## AIM
Replace "planogram checker" with "layout checker" in the lines below, from the line with "Point out the shrub" through the last line, and return only those lines with everything else unchanged.

◆ ◆ ◆ ◆ ◆ ◆ ◆

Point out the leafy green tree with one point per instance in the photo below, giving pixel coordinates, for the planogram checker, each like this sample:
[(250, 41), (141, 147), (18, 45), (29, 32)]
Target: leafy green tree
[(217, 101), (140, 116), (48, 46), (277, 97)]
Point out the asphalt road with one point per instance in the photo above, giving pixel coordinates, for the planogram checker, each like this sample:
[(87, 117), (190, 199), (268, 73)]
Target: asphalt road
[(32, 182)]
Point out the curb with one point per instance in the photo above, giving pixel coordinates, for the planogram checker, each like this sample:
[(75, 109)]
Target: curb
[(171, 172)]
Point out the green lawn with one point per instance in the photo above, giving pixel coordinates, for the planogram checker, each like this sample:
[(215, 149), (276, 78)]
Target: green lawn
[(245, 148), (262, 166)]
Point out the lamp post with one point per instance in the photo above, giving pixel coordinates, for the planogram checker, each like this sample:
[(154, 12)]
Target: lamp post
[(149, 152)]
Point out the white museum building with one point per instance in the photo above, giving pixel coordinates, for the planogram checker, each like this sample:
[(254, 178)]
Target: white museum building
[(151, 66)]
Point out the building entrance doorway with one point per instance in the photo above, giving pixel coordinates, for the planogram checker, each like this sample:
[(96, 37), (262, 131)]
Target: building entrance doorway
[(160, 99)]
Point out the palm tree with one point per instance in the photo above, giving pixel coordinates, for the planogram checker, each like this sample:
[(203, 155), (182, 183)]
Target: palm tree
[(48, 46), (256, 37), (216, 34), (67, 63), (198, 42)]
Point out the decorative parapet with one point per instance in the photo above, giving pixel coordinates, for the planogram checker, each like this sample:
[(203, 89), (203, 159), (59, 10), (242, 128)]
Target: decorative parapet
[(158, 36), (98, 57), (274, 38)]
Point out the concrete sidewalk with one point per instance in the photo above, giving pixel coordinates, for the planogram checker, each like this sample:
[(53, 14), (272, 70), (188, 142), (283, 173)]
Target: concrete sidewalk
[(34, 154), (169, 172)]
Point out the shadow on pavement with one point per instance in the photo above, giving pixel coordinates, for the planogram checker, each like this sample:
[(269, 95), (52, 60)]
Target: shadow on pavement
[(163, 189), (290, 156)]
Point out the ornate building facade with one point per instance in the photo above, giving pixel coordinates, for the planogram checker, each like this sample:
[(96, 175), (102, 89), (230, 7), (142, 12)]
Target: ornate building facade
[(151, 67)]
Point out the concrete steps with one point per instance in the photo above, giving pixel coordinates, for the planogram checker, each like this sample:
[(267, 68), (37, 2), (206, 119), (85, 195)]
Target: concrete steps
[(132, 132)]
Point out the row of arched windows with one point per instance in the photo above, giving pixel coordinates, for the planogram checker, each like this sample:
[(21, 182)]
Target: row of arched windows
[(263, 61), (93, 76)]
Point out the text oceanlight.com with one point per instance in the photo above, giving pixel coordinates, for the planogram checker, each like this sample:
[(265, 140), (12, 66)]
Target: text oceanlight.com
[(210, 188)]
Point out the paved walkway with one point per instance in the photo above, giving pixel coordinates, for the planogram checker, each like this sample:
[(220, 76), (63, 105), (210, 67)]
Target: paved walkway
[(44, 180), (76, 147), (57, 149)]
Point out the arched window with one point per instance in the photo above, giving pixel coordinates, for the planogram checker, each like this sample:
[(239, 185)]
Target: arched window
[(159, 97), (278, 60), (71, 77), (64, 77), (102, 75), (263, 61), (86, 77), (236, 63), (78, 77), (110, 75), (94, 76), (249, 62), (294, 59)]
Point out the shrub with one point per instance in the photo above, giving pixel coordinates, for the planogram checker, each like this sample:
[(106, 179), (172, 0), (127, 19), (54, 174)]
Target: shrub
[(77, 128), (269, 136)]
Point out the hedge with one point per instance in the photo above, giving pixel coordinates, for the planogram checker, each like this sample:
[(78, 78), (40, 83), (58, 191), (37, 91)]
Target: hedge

◆ ◆ ◆ ◆ ◆ ◆ ◆

## CORRECT RESPONSE
Point out the shrub with one point per instance in the photo above, giving pixel coordinates, for the layout checker, each like this sample:
[(106, 179), (172, 0), (127, 19), (54, 174)]
Target: shrub
[(77, 128), (269, 136)]
Point out the hedge with one point per instance in the photo above, giving pixel coordinates, for the layout checker, each like this sample:
[(78, 78), (40, 83), (58, 191), (37, 91)]
Target: hedge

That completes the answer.